◆ Work to be completed
Add 123 to every coordinate in the answers, and write out again each line from the line with "segment --target skyscraper" up to and including the line with "163 42 L 157", requests included.

◆ Segmentation data

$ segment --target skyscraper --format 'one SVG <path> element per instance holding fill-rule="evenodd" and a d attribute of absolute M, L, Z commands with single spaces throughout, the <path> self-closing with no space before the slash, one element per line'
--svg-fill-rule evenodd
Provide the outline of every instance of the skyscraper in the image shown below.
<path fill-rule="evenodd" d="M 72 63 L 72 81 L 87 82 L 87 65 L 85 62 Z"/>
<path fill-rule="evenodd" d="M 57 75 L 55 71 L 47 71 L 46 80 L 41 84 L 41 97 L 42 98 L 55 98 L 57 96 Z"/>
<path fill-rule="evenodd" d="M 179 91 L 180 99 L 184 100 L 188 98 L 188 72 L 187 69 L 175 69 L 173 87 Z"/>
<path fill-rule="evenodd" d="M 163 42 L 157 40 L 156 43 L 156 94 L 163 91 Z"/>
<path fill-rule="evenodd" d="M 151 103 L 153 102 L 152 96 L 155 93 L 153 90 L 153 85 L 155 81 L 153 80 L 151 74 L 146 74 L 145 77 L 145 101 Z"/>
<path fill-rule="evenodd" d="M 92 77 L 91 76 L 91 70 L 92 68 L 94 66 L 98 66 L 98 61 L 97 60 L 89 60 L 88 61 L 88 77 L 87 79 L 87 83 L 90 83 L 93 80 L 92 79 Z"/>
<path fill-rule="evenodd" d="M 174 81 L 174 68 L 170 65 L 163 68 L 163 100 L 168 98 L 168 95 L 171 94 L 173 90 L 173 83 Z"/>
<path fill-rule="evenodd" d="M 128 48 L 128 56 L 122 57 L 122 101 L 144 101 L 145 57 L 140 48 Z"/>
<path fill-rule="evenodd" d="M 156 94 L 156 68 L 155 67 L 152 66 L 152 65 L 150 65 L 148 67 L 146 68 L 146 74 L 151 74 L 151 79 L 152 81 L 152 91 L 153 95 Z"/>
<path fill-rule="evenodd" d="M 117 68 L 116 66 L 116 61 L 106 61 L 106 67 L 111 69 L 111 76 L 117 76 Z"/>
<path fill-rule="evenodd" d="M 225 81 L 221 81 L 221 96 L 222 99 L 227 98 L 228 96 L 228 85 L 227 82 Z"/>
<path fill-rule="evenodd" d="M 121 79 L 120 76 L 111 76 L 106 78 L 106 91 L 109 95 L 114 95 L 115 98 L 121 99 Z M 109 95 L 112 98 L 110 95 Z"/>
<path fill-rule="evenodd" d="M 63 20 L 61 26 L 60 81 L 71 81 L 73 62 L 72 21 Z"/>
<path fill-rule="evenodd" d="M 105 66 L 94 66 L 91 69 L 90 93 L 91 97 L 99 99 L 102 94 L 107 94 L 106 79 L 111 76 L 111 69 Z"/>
* * *
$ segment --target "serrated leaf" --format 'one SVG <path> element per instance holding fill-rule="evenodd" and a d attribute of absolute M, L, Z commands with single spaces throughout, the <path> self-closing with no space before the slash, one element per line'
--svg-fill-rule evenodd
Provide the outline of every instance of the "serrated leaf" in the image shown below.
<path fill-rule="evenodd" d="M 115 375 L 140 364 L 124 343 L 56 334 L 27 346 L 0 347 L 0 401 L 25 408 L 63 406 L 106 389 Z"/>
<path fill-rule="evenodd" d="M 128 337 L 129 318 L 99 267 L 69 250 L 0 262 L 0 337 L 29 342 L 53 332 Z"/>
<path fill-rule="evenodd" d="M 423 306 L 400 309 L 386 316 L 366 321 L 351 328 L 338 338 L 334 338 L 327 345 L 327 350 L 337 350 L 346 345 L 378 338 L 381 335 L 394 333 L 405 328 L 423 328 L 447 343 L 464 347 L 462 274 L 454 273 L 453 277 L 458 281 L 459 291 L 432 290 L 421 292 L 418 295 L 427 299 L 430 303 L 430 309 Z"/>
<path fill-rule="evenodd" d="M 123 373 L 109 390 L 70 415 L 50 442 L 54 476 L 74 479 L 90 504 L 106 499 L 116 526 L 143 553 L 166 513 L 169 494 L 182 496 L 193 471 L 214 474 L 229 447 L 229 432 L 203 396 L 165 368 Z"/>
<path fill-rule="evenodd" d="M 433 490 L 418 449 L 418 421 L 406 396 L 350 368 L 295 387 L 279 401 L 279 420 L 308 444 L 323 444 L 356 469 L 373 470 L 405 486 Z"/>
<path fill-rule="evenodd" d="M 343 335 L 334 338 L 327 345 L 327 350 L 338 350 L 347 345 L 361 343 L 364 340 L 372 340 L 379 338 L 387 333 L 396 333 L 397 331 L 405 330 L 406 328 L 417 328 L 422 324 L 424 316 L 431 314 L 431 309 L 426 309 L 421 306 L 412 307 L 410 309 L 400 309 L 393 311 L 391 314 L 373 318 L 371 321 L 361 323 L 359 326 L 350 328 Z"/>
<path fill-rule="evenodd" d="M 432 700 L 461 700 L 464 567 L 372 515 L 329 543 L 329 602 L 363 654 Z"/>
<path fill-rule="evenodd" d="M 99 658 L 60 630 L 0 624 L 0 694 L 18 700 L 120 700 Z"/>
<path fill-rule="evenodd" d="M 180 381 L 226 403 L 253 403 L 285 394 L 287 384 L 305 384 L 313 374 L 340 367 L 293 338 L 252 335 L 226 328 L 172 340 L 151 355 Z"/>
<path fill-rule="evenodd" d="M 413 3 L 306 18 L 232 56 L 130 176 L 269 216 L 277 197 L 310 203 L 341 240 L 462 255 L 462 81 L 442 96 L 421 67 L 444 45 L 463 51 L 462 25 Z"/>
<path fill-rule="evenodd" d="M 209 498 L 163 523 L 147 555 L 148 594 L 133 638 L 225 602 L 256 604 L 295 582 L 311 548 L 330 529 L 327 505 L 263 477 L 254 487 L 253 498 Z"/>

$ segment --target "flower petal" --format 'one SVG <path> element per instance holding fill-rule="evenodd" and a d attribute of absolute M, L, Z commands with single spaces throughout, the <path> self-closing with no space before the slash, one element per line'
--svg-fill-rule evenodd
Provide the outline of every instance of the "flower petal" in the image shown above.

◆ Solution below
$ segment --target skyscraper --format 'one SVG <path> element per instance holding fill-rule="evenodd" and a d attribute of absolute M, L, Z commands with single spaces throughout, the <path> self-closing with no space before the slash, one element per line'
--svg-fill-rule evenodd
Provide the outline of every instance of the skyscraper in the image shown below.
<path fill-rule="evenodd" d="M 195 186 L 195 204 L 210 205 L 210 188 L 208 185 Z"/>
<path fill-rule="evenodd" d="M 180 198 L 178 194 L 170 194 L 169 203 L 164 207 L 164 220 L 165 221 L 178 221 L 180 219 Z"/>
<path fill-rule="evenodd" d="M 302 214 L 303 222 L 307 223 L 311 221 L 311 195 L 310 192 L 298 192 L 296 210 Z"/>
<path fill-rule="evenodd" d="M 286 165 L 280 163 L 279 166 L 279 217 L 286 214 Z"/>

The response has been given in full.